THE EXERCISE ->
Copy the records below exactly as they appear.

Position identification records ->
::::

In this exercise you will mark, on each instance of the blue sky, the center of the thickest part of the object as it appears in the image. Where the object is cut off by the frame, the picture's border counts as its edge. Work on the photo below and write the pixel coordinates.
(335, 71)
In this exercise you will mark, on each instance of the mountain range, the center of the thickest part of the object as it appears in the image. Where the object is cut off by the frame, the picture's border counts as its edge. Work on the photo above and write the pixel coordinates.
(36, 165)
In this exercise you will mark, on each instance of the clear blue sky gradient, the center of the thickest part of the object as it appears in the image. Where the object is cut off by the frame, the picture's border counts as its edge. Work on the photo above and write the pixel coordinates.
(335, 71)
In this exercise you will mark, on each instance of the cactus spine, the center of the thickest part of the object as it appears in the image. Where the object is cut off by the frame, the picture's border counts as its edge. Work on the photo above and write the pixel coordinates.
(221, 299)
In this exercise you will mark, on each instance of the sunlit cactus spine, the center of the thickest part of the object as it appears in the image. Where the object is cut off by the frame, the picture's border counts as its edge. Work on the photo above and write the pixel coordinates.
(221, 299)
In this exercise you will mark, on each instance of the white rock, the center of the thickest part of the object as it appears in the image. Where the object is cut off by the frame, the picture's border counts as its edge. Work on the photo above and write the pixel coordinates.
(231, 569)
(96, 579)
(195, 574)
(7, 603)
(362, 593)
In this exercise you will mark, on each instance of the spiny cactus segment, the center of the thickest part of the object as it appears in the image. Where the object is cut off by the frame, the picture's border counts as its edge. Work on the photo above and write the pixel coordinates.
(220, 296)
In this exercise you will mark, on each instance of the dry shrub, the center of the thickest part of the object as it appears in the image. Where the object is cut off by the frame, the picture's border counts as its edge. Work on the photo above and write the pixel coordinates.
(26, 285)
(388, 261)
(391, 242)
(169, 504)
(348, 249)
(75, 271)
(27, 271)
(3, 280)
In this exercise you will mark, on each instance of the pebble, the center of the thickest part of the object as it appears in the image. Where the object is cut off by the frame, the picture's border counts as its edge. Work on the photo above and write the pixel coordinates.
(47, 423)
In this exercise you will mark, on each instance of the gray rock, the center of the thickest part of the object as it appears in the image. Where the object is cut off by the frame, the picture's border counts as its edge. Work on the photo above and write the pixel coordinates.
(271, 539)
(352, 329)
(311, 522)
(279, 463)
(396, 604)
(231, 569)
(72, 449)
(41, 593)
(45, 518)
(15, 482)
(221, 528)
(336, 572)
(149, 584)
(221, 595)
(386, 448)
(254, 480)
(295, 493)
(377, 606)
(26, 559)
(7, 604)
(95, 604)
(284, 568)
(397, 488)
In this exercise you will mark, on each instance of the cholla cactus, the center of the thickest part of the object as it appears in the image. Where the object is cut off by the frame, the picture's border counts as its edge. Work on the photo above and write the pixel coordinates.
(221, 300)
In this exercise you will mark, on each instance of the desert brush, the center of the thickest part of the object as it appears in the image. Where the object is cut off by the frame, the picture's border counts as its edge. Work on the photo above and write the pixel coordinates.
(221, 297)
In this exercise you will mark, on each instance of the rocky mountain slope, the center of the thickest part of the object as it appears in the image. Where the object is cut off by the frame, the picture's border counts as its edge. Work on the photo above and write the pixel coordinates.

::::

OUTPUT OF THE TASK ->
In this exercise you will mark, on each instance of the blue sky, the center of the thickest part of the object as it appears in the image. Where the object is cut off by the frame, the picture's border counts as its edge. Work on the photo below and write the pixel coordinates.
(335, 71)
In this exercise you will mark, on each instance of the mountain range, the center of the thickest part of the object as it appears in the image. Where the object is cut off by the frame, the picture's border counts as its edge. Work on the photo above and write the pixel coordinates.
(36, 165)
In this exercise you will mark, on each instance of the clear blue sky gradient, the center of the thickest part of the object as it appears in the image. Where the object is cut off by the frame, the picture's border counts as its edge. Work on the photo above and write the pixel coordinates.
(335, 71)
In this exercise you will mark, on each instance of the cactus spine, the center of the thickest part of the object as it appears in the image. Where the object is cut off by the frame, the picture's border counts as its edge. Work on the photo above and write the pixel coordinates.
(221, 299)
In this exercise you will mark, on each instance of the sunlit cactus spine, the center of the thickest part of the object as it appears in the image. Where the object is cut off by the frame, the picture's border counts as its edge. Work on the photo above and write the pixel coordinates.
(221, 299)
In this exercise you will mark, on each instance of the white rock, the center of the thickest part of the object as it appears in the image. Where the object is cut off by the frame, the picture's border counts as its edge. Work on the photo above and write the pixel coordinates.
(231, 569)
(96, 579)
(195, 574)
(7, 603)
(362, 593)
In this exercise you will mark, on each instance of the spiny cactus segment, the center of the thickest part of the object as it appears in the image. Where the object is cut off by the frame, the picture's border counts as its edge. Work on the photo above and write the pixel coordinates.
(220, 296)
In this exercise you will mark, on each instance of the dry shrub, the center of the thickest part of the object as it appears in the image. Where the object is cut off by the frame, the picture's border counts as its edge. Work on the photo above and write the pixel coordinates.
(26, 285)
(388, 261)
(391, 242)
(169, 504)
(348, 249)
(75, 271)
(27, 271)
(3, 280)
In this exercise you will mark, on each instance of the pebble, the center of the thickest part of the object as it appears in the image. Where the object is cut off by the frame, the picture's border counts as its edge. Work on the photo above and write the pixel coordinates.
(47, 423)
In this exercise you will mark, on each instance of the gray rock, the center of the thickest part of the object as it appears in the image. Where the object is cut off by the frame, the picture's border counts as its edge. Work on the photo above and write the pixel coordinates.
(271, 539)
(352, 329)
(311, 522)
(279, 463)
(396, 604)
(231, 569)
(72, 449)
(41, 593)
(45, 518)
(15, 482)
(221, 528)
(336, 572)
(149, 584)
(221, 595)
(386, 448)
(254, 480)
(295, 493)
(377, 606)
(26, 559)
(7, 604)
(95, 604)
(284, 568)
(397, 488)
In this exercise you will mark, on each instance of the cholla cactus, the center of the thickest part of the object as it appears in the image. Where the object is cut off by the frame, the picture's border counts as its edge. Work on the photo above and write the pixel coordinates.
(221, 300)
In this exercise you will mark, on each instance of the desert brush, the center of the thickest part of the object as it appears in the image. Where the object is cut off by the frame, the picture's border counts as its edge. Work on the photo above and write the pixel coordinates.
(221, 297)
In this exercise you will mark, on each instance of the rocky mountain slope, the center of the thickest part of the object as it appears in the image. Where the object is cut off by the frame, the picture's border counts as its edge. Work on the photo above and write the pixel coordinates.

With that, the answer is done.